Please return every line in the following data that includes the string "molding".
□ □ □ □ □
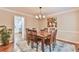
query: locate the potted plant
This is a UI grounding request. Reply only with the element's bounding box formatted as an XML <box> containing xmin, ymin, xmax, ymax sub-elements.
<box><xmin>0</xmin><ymin>25</ymin><xmax>12</xmax><ymax>46</ymax></box>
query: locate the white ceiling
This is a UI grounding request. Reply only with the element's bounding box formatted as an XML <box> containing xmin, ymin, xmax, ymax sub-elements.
<box><xmin>4</xmin><ymin>7</ymin><xmax>78</xmax><ymax>15</ymax></box>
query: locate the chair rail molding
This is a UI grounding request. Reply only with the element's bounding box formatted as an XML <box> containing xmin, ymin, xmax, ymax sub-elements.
<box><xmin>58</xmin><ymin>29</ymin><xmax>79</xmax><ymax>34</ymax></box>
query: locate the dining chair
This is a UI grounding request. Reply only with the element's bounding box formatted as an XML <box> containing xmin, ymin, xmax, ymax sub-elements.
<box><xmin>52</xmin><ymin>29</ymin><xmax>57</xmax><ymax>50</ymax></box>
<box><xmin>30</xmin><ymin>30</ymin><xmax>37</xmax><ymax>48</ymax></box>
<box><xmin>44</xmin><ymin>34</ymin><xmax>52</xmax><ymax>52</ymax></box>
<box><xmin>44</xmin><ymin>29</ymin><xmax>57</xmax><ymax>52</ymax></box>
<box><xmin>26</xmin><ymin>29</ymin><xmax>32</xmax><ymax>45</ymax></box>
<box><xmin>31</xmin><ymin>30</ymin><xmax>42</xmax><ymax>51</ymax></box>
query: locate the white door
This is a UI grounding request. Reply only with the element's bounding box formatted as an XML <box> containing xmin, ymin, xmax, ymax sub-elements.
<box><xmin>14</xmin><ymin>16</ymin><xmax>24</xmax><ymax>51</ymax></box>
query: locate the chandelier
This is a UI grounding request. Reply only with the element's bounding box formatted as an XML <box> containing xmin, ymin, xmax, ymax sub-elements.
<box><xmin>35</xmin><ymin>7</ymin><xmax>46</xmax><ymax>20</ymax></box>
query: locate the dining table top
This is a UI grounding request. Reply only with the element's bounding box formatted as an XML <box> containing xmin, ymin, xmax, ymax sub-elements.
<box><xmin>37</xmin><ymin>32</ymin><xmax>51</xmax><ymax>38</ymax></box>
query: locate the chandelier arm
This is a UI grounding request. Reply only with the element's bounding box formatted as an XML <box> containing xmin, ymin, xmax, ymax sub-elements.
<box><xmin>39</xmin><ymin>7</ymin><xmax>42</xmax><ymax>14</ymax></box>
<box><xmin>35</xmin><ymin>7</ymin><xmax>45</xmax><ymax>20</ymax></box>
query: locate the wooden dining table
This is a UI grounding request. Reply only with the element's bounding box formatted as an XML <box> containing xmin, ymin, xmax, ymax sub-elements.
<box><xmin>37</xmin><ymin>32</ymin><xmax>51</xmax><ymax>52</ymax></box>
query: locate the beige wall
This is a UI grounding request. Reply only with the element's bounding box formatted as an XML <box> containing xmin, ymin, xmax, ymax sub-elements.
<box><xmin>0</xmin><ymin>9</ymin><xmax>39</xmax><ymax>29</ymax></box>
<box><xmin>0</xmin><ymin>9</ymin><xmax>38</xmax><ymax>42</ymax></box>
<box><xmin>25</xmin><ymin>16</ymin><xmax>38</xmax><ymax>29</ymax></box>
<box><xmin>40</xmin><ymin>10</ymin><xmax>79</xmax><ymax>40</ymax></box>
<box><xmin>38</xmin><ymin>19</ymin><xmax>47</xmax><ymax>30</ymax></box>
<box><xmin>0</xmin><ymin>10</ymin><xmax>14</xmax><ymax>29</ymax></box>
<box><xmin>56</xmin><ymin>11</ymin><xmax>79</xmax><ymax>40</ymax></box>
<box><xmin>0</xmin><ymin>8</ymin><xmax>79</xmax><ymax>41</ymax></box>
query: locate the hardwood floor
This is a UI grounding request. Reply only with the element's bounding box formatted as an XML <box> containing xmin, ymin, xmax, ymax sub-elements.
<box><xmin>0</xmin><ymin>43</ymin><xmax>13</xmax><ymax>52</ymax></box>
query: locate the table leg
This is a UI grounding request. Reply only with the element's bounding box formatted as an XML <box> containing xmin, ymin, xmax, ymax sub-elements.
<box><xmin>31</xmin><ymin>41</ymin><xmax>34</xmax><ymax>49</ymax></box>
<box><xmin>49</xmin><ymin>44</ymin><xmax>51</xmax><ymax>52</ymax></box>
<box><xmin>36</xmin><ymin>42</ymin><xmax>38</xmax><ymax>51</ymax></box>
<box><xmin>41</xmin><ymin>39</ymin><xmax>44</xmax><ymax>52</ymax></box>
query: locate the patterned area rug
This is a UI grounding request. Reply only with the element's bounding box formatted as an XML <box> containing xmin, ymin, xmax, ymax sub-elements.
<box><xmin>14</xmin><ymin>34</ymin><xmax>75</xmax><ymax>52</ymax></box>
<box><xmin>14</xmin><ymin>40</ymin><xmax>75</xmax><ymax>52</ymax></box>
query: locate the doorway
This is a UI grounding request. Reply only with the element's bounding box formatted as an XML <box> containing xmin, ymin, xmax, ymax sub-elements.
<box><xmin>14</xmin><ymin>16</ymin><xmax>24</xmax><ymax>51</ymax></box>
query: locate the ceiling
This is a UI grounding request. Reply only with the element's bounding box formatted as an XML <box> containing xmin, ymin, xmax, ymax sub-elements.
<box><xmin>4</xmin><ymin>7</ymin><xmax>78</xmax><ymax>16</ymax></box>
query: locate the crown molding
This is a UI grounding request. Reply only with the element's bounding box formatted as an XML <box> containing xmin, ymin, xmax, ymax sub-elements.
<box><xmin>0</xmin><ymin>8</ymin><xmax>79</xmax><ymax>18</ymax></box>
<box><xmin>0</xmin><ymin>8</ymin><xmax>33</xmax><ymax>17</ymax></box>
<box><xmin>47</xmin><ymin>8</ymin><xmax>79</xmax><ymax>17</ymax></box>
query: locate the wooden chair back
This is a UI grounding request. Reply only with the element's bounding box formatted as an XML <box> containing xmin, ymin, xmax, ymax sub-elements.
<box><xmin>45</xmin><ymin>29</ymin><xmax>57</xmax><ymax>45</ymax></box>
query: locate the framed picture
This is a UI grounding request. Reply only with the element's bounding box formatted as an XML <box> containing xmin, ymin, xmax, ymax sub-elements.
<box><xmin>47</xmin><ymin>17</ymin><xmax>57</xmax><ymax>27</ymax></box>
□ □ □ □ □
Expected output:
query: locate the chair rail molding
query: locate the crown molding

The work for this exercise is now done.